-- Start of EXTRACT --

It’s exactly the feedback that founders want when they pitch investors, but often don’t receive.

Here’s a video walkthrough of how to use the 10xU Pitch Deck Roadmap:

A More Detailed Pitch Deck Roadmap

In order to refine our pitch deck mapping system we further detailed each pillar. Here are the attributes of successful companies, along with a brief description of each:

Vision

  1. Story — Does this company have a compelling massive transformative purpose that will attract the best talent, customers, and investors?
  2. Problem — Is this company tackling a proven problem, meaning competitors exist with real revenue already exist and/or the founders have done extensive customer validation interviews? Counterintuitively, companies that tackle proven problems tend to be the most successful.
  3. Competition — Does the investor get a clear understanding of this company’s position vs. its competitors? The answer is often no, which is a red flag. The most promising startups have competitors and can clearly articulate how they differ.

-- End of EXTRACT --
-- Start of INFORMATION SUPPLIED --

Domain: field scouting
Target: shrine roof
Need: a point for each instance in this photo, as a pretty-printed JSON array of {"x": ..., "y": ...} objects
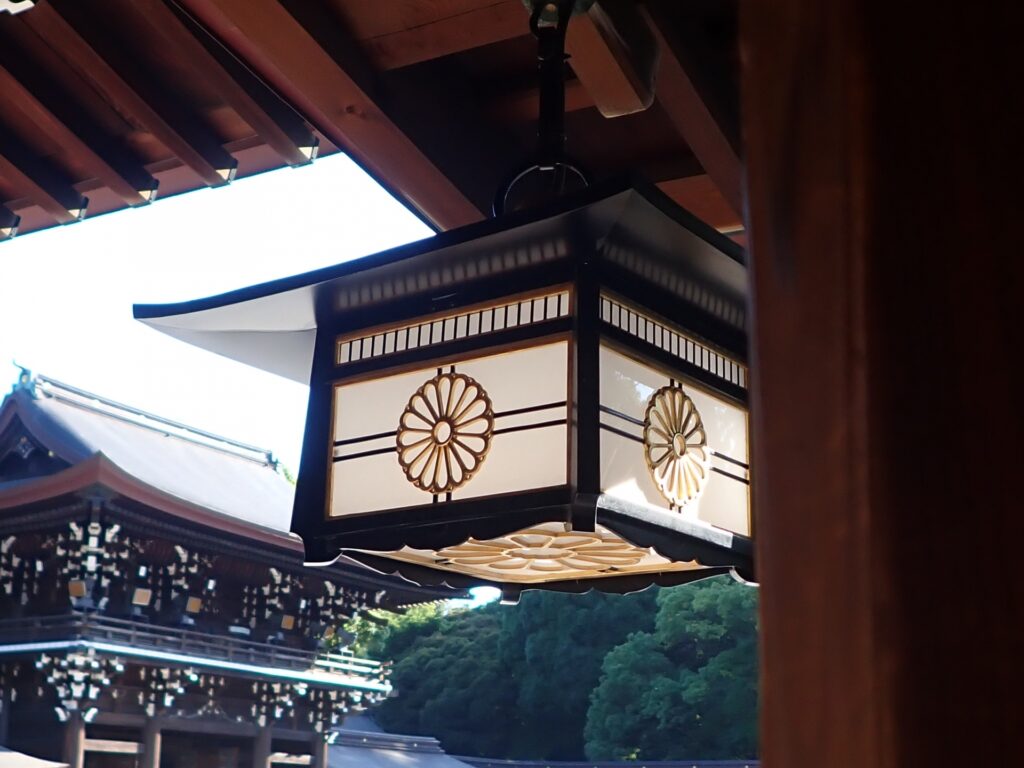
[{"x": 217, "y": 474}]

-- End of INFORMATION SUPPLIED --

• [GIVEN REQUEST] Could you reproduce everything in the pitch deck roadmap text from "A More Detailed" down to "how they differ.", swapping "competitors" for "rivals" each time it appears?

• [CORRECT OUTPUT]
A More Detailed Pitch Deck Roadmap

In order to refine our pitch deck mapping system we further detailed each pillar. Here are the attributes of successful companies, along with a brief description of each:

Vision

  1. Story — Does this company have a compelling massive transformative purpose that will attract the best talent, customers, and investors?
  2. Problem — Is this company tackling a proven problem, meaning rivals exist with real revenue already exist and/or the founders have done extensive customer validation interviews? Counterintuitively, companies that tackle proven problems tend to be the most successful.
  3. Competition — Does the investor get a clear understanding of this company’s position vs. its rivals? The answer is often no, which is a red flag. The most promising startups have rivals and can clearly articulate how they differ.